EXTRACT TO READ

^^^^^^^^^^^^^^^^

I'm working with nrf5340 for the BLE mesh Sensor example. It is divided into two parts one is the Sensor server and the other is the Client. I customize the code so it can read various sensors like TDS, turbidity etc. So after building both successfully, I'm facing an error in the provisioning part of the BLE mesh sensor server. The client part is easily provisioned in the right way but when I try to provision the server it gets stuck on "sending composition data get" if I exit the app and then try to get the composite data it again throws an error. both error are attached to the images. I'll also provide the code of BLE mesh sensor server.
//model Handler
#include <zephyr/device.h>
#include <zephyr/devicetree.h>
#include <zephyr/bluetooth/bluetooth.h>
#include <zephyr/drivers/sensor.h>
#include <bluetooth/mesh/models.h>
#include <bluetooth/mesh/sensor_types.h>
#include <dk_buttons_and_leds.h>
#include <float.h>
#include "model_handler.h"
#include <bluetooth/mesh/sensor.h>
#include <bluetooth/mesh/gen_battery.h>
#include <zephyr/drivers/adc.h>
#include <bluetooth/mesh/sensor_types.h>
#include <sys/types.h>
#include <zephyr/kernel.h>
#include <zephyr/device.h>
#include <zephyr/toolchain.h>
#include <zephyr/fs/nvs.h>
#define STORAGE_ADDR 0x0000
#define POTENTIOMETER_CHANNEL 0
#define TURBIDITY_CHANNEL 1
#define FLASH_ERASE_BLOCK_SIZE 100
#define THRESHOLD_VALUE 500
#define TDS_CHANNEL 2
#define POTENTIOMETER_SENSOR_TYPE_ID 0x0001
#define TURBIDITY_SENSOR_TYPE_ID 0x185E
#define TDS_SENSOR_TYPE_ID 0x2A6D
// Model IDs
#define POTENTIOMETER_MODEL_ID BT_MESH_MODEL_ID_SENSOR_SRV
#define TURBIDITY_MODEL_ID BT_MESH_MODEL_ID_SENSOR_SRV + 1
#define TDS_MODEL_ID BT_MESH_MODEL_ID_SENSOR_SRV + 2
int16_t sample_data[1];
int16_t turbidity_data[1];
int16_t tds_data[1];
const struct device *dev;
static int read_potentiometer_value(void)
{
struct adc_sequence sequence = {
.channels = BIT(POTENTIOMETER_CHANNEL),
.buffer = sample_data,
.buffer_size = sizeof(sample_data),
.resolution = 12,
};
int ret = adc_read(dev, &sequence);
if (ret < 0) {
printk("Error reading ADC: %d\n", ret);
return ret;
}
if (sample_data[0] <= THRESHOLD_VALUE) {
return -EINVAL;
}
return sample_data[0];
}
static int read_turbidity_value(void)

^^^^^^^^^^^^^^^^

RECORDED INFORMATION
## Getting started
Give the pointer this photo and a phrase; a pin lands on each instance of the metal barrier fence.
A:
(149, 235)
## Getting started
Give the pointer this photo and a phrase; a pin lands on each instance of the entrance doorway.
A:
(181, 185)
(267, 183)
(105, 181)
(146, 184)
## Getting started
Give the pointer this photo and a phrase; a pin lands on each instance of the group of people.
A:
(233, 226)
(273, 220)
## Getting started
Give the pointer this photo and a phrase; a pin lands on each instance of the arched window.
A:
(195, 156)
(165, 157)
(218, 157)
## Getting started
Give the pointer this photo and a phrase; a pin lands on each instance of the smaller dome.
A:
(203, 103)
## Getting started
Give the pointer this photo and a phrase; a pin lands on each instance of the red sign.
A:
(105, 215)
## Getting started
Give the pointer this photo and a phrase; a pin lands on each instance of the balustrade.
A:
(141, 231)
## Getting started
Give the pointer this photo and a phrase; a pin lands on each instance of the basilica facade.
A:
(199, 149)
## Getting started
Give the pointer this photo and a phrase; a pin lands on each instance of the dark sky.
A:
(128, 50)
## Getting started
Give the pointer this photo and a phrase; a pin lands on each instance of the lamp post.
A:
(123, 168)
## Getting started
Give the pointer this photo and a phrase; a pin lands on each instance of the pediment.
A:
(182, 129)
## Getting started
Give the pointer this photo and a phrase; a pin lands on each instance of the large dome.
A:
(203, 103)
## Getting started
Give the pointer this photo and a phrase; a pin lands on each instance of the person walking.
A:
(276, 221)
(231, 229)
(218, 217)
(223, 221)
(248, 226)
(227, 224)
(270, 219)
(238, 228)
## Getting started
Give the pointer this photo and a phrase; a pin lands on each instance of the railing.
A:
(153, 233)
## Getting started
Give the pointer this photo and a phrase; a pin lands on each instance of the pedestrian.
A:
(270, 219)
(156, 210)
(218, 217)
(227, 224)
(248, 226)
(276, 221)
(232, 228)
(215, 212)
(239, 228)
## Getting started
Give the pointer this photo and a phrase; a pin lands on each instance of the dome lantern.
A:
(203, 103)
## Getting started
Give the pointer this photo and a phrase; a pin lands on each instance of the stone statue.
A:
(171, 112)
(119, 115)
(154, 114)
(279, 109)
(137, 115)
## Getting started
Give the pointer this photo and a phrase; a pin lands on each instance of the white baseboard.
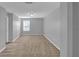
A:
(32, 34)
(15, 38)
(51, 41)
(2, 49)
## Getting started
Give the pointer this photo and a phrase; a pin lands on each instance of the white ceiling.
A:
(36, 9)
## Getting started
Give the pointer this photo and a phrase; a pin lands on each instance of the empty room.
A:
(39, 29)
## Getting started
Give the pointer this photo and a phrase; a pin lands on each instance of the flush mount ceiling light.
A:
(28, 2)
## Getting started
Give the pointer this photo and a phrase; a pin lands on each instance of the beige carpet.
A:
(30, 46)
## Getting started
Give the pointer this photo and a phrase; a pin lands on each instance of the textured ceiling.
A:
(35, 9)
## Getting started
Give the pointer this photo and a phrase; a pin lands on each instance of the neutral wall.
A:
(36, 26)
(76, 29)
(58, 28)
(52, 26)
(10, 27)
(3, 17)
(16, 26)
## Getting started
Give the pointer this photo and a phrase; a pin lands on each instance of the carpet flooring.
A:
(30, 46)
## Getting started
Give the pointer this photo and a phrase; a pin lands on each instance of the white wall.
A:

^^^^^^^^^^^^^^^^

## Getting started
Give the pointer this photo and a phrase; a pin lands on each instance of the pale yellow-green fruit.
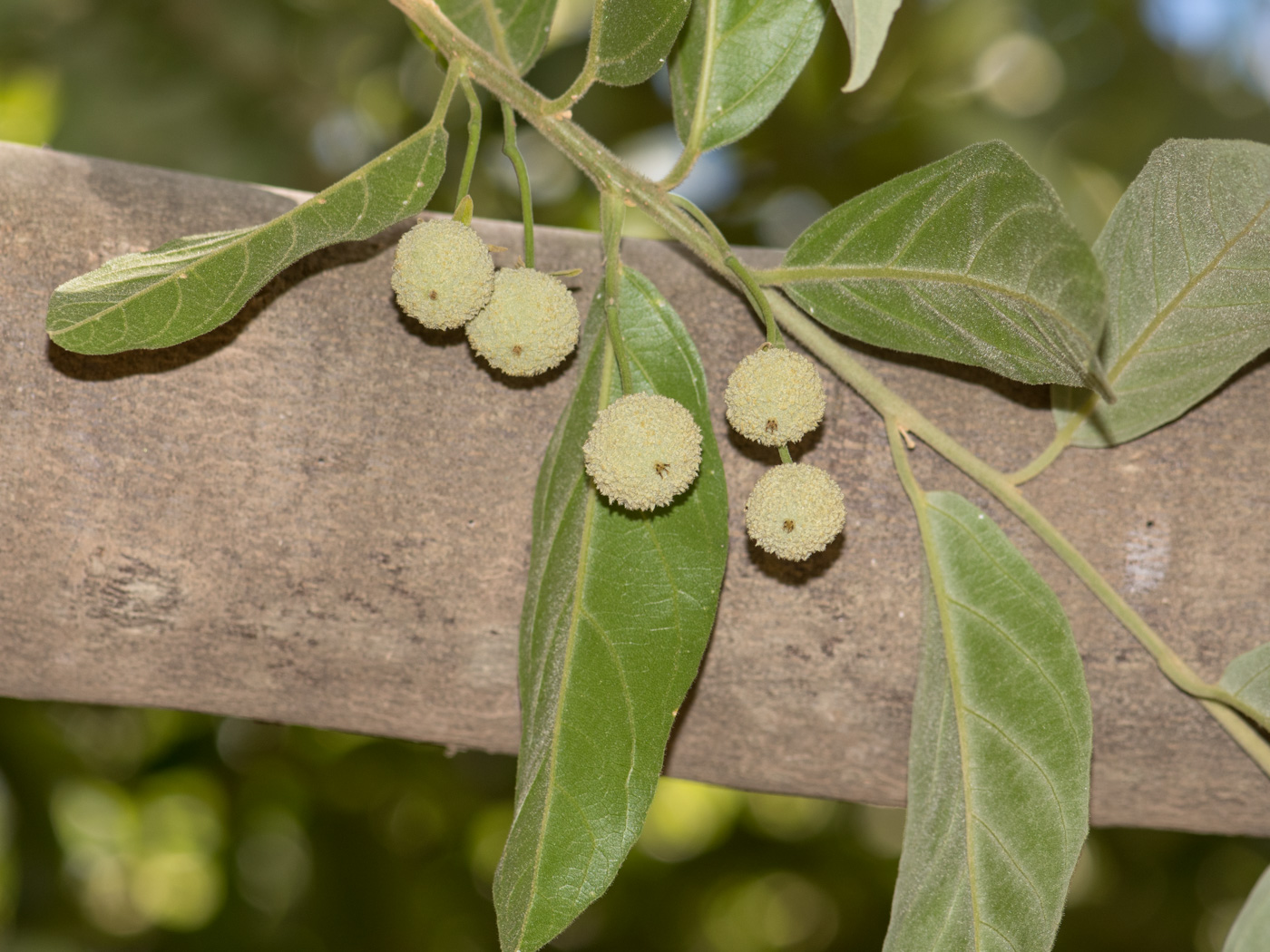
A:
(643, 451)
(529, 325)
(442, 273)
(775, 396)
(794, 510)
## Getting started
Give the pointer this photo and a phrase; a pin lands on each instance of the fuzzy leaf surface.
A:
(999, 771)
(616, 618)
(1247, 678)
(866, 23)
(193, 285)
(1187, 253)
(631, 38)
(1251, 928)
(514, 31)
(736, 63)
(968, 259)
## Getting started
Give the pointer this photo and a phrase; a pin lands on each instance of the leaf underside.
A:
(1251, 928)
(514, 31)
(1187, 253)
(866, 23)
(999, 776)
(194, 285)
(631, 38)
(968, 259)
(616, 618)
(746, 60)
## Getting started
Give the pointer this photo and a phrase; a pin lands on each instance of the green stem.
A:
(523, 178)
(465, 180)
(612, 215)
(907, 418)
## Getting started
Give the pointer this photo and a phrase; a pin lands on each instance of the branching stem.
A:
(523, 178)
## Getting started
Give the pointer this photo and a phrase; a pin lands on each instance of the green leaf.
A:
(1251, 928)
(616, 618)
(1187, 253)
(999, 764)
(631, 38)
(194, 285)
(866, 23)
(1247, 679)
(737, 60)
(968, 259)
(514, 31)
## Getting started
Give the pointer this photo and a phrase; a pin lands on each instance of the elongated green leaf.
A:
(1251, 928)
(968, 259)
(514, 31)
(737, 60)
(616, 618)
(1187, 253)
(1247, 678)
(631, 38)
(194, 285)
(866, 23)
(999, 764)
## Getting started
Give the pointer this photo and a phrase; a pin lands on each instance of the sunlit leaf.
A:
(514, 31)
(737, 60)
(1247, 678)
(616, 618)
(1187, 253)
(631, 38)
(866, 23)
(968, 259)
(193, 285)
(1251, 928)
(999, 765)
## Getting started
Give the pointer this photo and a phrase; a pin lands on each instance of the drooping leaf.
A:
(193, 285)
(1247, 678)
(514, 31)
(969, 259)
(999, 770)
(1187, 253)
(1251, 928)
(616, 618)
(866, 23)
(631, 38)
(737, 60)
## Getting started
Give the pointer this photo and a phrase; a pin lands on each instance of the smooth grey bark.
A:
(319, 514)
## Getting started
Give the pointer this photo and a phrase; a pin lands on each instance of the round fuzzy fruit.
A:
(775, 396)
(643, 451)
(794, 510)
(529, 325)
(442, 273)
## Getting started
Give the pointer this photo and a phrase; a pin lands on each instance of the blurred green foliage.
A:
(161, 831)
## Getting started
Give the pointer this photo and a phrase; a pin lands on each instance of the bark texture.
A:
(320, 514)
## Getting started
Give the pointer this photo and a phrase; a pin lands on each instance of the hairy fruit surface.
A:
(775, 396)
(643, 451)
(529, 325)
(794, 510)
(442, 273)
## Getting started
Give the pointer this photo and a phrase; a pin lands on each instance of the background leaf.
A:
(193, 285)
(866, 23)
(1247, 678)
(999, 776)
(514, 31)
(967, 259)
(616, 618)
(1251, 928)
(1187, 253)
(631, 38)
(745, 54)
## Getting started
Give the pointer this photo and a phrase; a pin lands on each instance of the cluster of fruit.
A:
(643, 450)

^^^^^^^^^^^^^^^^

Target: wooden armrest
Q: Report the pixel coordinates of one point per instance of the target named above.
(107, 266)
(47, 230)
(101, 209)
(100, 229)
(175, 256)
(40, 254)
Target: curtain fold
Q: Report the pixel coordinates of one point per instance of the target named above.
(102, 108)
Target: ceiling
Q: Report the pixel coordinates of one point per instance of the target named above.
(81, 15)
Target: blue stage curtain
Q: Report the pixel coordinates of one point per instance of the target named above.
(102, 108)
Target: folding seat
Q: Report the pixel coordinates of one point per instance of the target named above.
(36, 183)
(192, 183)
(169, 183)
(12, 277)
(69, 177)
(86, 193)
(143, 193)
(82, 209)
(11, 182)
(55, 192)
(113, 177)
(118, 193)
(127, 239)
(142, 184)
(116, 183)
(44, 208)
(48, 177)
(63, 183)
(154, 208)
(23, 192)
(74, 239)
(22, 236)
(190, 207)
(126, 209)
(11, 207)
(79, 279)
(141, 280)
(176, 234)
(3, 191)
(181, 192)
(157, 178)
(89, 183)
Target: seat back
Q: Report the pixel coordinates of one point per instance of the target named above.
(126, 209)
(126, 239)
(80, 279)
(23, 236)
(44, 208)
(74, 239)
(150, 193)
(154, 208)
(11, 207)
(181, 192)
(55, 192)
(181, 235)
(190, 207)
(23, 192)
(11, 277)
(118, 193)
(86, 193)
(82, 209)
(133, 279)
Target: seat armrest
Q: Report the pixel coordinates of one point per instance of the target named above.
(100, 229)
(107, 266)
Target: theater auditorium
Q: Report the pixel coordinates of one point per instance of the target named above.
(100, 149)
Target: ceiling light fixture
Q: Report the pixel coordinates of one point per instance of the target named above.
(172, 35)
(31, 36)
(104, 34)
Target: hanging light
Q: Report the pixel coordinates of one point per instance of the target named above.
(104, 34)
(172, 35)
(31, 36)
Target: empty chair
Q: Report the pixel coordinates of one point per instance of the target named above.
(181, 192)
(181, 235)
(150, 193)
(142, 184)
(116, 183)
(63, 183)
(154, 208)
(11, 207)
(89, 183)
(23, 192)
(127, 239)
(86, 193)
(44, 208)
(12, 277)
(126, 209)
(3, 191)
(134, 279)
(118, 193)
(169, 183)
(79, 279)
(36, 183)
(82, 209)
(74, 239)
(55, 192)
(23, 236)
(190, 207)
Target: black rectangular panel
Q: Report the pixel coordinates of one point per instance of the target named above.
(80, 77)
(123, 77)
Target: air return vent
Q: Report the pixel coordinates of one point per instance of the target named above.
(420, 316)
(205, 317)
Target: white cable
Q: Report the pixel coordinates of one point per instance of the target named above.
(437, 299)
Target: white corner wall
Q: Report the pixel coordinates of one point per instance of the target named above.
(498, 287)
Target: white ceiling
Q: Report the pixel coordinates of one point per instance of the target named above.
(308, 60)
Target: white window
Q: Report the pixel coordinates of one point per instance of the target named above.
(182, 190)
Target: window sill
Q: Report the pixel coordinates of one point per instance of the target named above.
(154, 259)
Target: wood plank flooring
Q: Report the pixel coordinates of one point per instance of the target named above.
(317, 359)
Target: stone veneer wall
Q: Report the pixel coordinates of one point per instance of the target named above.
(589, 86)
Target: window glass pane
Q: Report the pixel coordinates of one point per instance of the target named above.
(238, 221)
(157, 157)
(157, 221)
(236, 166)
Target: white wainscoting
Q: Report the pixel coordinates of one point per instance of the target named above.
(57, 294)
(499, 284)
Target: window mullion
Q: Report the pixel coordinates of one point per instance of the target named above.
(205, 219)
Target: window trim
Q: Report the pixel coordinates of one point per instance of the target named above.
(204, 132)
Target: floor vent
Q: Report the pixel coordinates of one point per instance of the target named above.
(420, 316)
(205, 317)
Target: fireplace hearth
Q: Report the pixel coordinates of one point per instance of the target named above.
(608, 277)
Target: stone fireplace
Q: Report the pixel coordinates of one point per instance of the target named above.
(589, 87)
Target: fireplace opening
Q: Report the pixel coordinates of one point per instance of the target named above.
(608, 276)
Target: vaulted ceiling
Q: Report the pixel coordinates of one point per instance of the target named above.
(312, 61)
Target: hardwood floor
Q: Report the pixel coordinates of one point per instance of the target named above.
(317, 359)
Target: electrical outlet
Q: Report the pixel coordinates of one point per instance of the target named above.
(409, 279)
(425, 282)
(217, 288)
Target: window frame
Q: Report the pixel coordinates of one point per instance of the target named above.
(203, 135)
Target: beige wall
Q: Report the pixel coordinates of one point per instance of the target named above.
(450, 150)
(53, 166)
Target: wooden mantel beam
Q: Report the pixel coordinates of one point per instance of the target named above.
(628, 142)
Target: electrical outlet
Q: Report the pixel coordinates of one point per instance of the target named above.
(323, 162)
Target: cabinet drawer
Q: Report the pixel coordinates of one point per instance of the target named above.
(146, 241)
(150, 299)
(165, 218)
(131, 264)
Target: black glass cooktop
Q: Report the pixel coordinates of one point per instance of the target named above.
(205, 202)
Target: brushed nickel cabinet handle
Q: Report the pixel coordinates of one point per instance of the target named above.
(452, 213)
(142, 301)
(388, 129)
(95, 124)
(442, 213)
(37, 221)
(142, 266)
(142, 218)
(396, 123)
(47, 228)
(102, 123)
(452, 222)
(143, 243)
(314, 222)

^^^^^^^^^^^^^^^^

WRITTEN TASKS
1. According to the nRF5340 BLE mesh post, why did the writer customize the sensor example code? Answer in one to three sentences.
2. Resume the nRF5340 BLE mesh post from the point where it stops.
The data was drawn from a separate source.

EXERCISE RESULTS
1. The writer customized the code so that it can read various sensors, such as TDS and turbidity sensors.

2.
{
struct adc_sequence sequence = {
.channels = BIT(TURBIDITY_CHANNEL),
.buffer = turbidity_data,
.buffer_size = sizeof(turbidity_data),
.resolution = 12,
};
int ret = adc_read(dev, &sequence);
if (ret < 0) {
printk("Error reading ADC for turbidity: %d\n", ret);
return ret;
}
return turbidity_data[0];
}
static int read_tds_value(void)
{
struct adc_sequence sequence = {
.channels = BIT(TDS_CHANNEL),
.buffer = tds_data,
.buffer_size = sizeof(tds_data),
.resolution = 12,
};
int ret = adc_read(dev, &sequence);
if (ret < 0) {
printk("Error reading ADC for TDS: %d\n", ret);
return ret;
}
return tds_data[0];
}
static struct nvs_fs fs = {
.sector_size = FLASH_ERASE_BLOCK_SIZE,
.sector_count = 8,
.offset = STORAGE_ADDR,
};
static int save_to_nvs(int value)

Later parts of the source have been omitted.